Task: Rewrite these records with every "thickest" changed to "widest", keeping everything else the same and leaving out the pictures.

—————

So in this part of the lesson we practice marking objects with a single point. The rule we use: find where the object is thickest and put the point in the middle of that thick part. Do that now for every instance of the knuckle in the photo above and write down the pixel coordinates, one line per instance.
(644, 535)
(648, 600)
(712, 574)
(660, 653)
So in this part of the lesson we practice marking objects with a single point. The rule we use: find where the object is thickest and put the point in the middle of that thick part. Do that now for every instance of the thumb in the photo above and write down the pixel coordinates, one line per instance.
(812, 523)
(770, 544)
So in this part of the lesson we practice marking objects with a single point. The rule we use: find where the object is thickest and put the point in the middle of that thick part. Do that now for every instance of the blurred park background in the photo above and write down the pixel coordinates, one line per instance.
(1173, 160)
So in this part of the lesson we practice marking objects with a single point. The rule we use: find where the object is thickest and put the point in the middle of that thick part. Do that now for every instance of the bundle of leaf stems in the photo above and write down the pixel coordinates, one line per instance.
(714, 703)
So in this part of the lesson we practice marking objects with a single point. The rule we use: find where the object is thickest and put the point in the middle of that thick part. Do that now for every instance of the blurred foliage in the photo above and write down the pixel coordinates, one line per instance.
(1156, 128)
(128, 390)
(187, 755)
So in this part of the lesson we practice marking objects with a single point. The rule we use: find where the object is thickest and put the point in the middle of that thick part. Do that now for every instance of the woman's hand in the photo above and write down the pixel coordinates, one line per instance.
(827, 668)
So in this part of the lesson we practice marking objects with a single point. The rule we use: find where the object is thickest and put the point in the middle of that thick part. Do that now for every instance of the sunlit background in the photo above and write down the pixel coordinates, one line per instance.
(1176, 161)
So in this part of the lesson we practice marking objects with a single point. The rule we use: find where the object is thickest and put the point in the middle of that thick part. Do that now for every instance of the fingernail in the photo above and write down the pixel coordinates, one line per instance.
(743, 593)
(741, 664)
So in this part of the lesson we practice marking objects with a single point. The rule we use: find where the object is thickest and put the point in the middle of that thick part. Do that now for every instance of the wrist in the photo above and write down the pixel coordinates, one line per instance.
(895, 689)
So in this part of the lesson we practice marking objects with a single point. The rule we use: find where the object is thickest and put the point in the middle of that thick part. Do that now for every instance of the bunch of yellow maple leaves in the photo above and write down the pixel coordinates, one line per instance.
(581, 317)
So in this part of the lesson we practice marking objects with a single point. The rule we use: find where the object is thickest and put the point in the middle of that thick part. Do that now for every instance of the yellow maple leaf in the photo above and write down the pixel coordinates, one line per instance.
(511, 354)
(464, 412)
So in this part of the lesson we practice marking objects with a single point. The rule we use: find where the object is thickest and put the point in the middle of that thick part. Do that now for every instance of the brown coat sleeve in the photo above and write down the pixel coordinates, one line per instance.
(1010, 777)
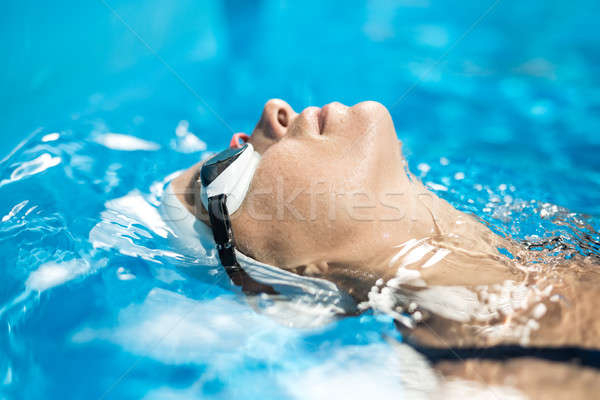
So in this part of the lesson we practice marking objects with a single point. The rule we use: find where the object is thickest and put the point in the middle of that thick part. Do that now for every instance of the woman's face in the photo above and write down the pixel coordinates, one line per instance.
(328, 189)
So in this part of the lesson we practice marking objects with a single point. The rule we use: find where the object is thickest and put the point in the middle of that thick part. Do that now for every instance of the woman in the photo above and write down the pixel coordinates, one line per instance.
(327, 194)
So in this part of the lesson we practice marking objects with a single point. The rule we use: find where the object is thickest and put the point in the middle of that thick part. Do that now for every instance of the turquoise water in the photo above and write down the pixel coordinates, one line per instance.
(504, 123)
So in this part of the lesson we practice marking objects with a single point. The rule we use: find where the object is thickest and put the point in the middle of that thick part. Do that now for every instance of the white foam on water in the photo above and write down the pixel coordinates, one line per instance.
(15, 210)
(119, 141)
(52, 274)
(33, 167)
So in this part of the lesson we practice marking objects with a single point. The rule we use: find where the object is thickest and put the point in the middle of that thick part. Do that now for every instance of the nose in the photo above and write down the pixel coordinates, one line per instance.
(276, 117)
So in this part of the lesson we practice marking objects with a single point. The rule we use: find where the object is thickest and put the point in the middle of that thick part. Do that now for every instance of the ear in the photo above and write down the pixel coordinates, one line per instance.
(315, 269)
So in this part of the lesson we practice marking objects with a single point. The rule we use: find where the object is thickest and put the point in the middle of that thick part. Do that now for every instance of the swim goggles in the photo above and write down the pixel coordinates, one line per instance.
(225, 179)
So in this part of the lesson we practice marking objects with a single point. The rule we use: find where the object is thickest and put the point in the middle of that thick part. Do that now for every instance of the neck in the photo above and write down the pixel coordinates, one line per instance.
(438, 245)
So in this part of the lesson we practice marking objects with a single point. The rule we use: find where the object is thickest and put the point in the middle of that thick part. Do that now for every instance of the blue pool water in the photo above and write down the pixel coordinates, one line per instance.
(99, 107)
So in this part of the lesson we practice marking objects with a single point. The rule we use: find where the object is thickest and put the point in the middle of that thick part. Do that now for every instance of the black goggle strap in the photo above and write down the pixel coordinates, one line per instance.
(223, 235)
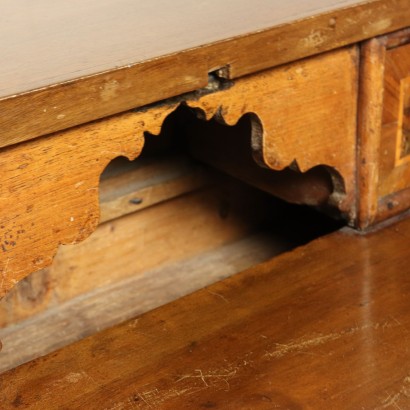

—————

Written response:
So in this part of the lesson we practice marking objects with a single point. The rule we use: find where the object is widest and put the point in the middle of that thick part. Do that now for every instance of the knuckle in the photo above and write down the pixel coordinates, one line per instance.
(644, 535)
(648, 600)
(712, 574)
(660, 653)
So in this part of the lesson we practice marking objects with a single point. The rule we use: find where the object is widest and put the point in the middle of that thick part. Do that now for every instance of the thumb in the photo above and write down the pixel coordinates, one line per instance.
(812, 523)
(770, 544)
So in this part of the lesson we practice marking objects with a single point. The rule we use: find where the object is widest and put the point in the middle of that thick part. Do that now for every instance of the blurred park background in the photo above and write down the pixel coordinates, one line per instance.
(1173, 160)
So in this part of the lesson we practice marking objects with a single point. The rule we use: find where the object is widest and put the point in the middle of that thick part. Do that now for every instance of the bundle of leaf stems in the photo above and write down the pixel coordinates, one line per instance.
(714, 703)
So in this part of the lesson we practice marking objects with a single point. The rule we use: find where the object is widest and put the point in the middle of that thick part. Do that now for every instance of the blurred foliage in the photo above and write down the pixel coordinates, one line per instance.
(1156, 128)
(128, 390)
(187, 755)
So in this part of the lesson we practice marking objects with a single point. The rule we use: find where the object is widest and put the point in the middle of that thick part. Do that now for every instance of the woman's hand in the photo above and write down the pixel coordinates, one line per instance.
(827, 668)
So in this part of the lesson we practice marking objects with a single point. The rule we use: find where the object is widest and put the point in the middle of that thick part. Do that now for every instance of the sunlit background in the photo above and write down the pixel coordinates, one line per instance.
(1176, 161)
So in this part of the lesson we practice marking objects with a single point. The rule we use: find where the object is widest and put the point in the middle of that thick part. Do that now for every instance of the fingernail in the photo above and write down the pixel coordinates, one line per instance.
(743, 593)
(741, 664)
So in this part of the lesson we practice marking objects with a single point. The rule we use: find where the object is widest and put the point in the middle of that thick part. Do that now for every instance of the wrist in the photo above and write down the pixel coordinates, one line per instance.
(895, 689)
So in this part of the lesson we practice marking objects with a single point. The rule we use: find where the object is widest and put the point in the middle of that thick part. Do that now for every instance of the bunch of yellow maple leaves in the photo above and write down the pixel coordinates, one line per instance.
(581, 317)
So in this part of the lesson we practice marking objects with a single point. The rule we use: find where the object is widest and put the point in the middle of that thick part. Do that now for every instance of the yellow maple leaf in the photo above and write down the pixel coordinates, one line per instance.
(511, 354)
(464, 412)
So in this part of the lesson we practice marking objects with a single point. The rule we use: find where the object is widest and put the point in the middle of that thick part. Do that now for every instance of the brown coat sleeve in the photo above and write down the pixel coordinates, one line per instance.
(1010, 777)
So in this part of the lesson we practice marking objects with a single point. The rule we use: find where the object is widest and put the point in the middle of that thick part. Do that now for every instance of the woman's face in the photo above and write down the pixel coordinates, one line per instance.
(328, 189)
So in this part of the lesson we practice marking objects with a single point. The rule we use: find where the object is widest and put the point in the middle of that thick part. Do that now for every instance of the woman in the photo above and write down the pixel coordinates, one line per instance.
(327, 194)
So in this part of the lesson we practice marking objects with a single point. The rule we use: find where the object is widest and put the point in the middle of that thick part. Do that now for every instance of the turquoise water in the photo above and write down the pixel coordinates, one line per instance.
(504, 123)
So in this part of the lesson we practice marking objects with a single point. The rule we use: find where the object is widest and put the point in the middle of that thick part. Do that now for every instance of the white foam on water in the photo above and write down the pixel coordinates, one line per instance.
(15, 210)
(119, 141)
(52, 274)
(33, 167)
So in this part of the lesson we practice marking objects with a single point. The rule we use: find where the object is widest and put the point in the middle of that thick part. Do that now for every instance of the nose in the photo above and write down the pixel coordinates, one line per instance.
(276, 117)
So in this part of the lesson we practice marking objects with a single point. The rule we use: find where the object is widest and put the point in the middle of that thick part. Do that now for every instance of the ear in the photo above and write down the pixel coordinates, one line per instance.
(315, 269)
So in this part of the lesson we practice marking objects with a single point. The rule we use: find where the object is widest and put the point in the middle of that thick part. Do that now for every instance of the swim goggles in the photo above and write down the pixel coordinates, one line per instance.
(225, 179)
So in this part of the lesson we practice marking objects with a single point. The rule we use: find where the object is widest and put the point in the middle of that thick part. Do that now for every instance of the neck in the photo above and write down the pixel coordinates, one line per instance.
(438, 245)
So in this part of the lesson we practice marking objects with a single point. The rule we use: find where the object is widest and put the point in the middle of that thick part. Do that now for every instance of the blue pool water in the photo above and write down the pixel coordinates, one line per instance.
(99, 107)
So in this part of the lesson we practice marking objects with a single point. The rule we use: find where the object is widest and put the point in the middle of that thick part. Do that now for every instance of the black goggle strap in the photo above and write down the pixel coordinates, one line per instance.
(223, 235)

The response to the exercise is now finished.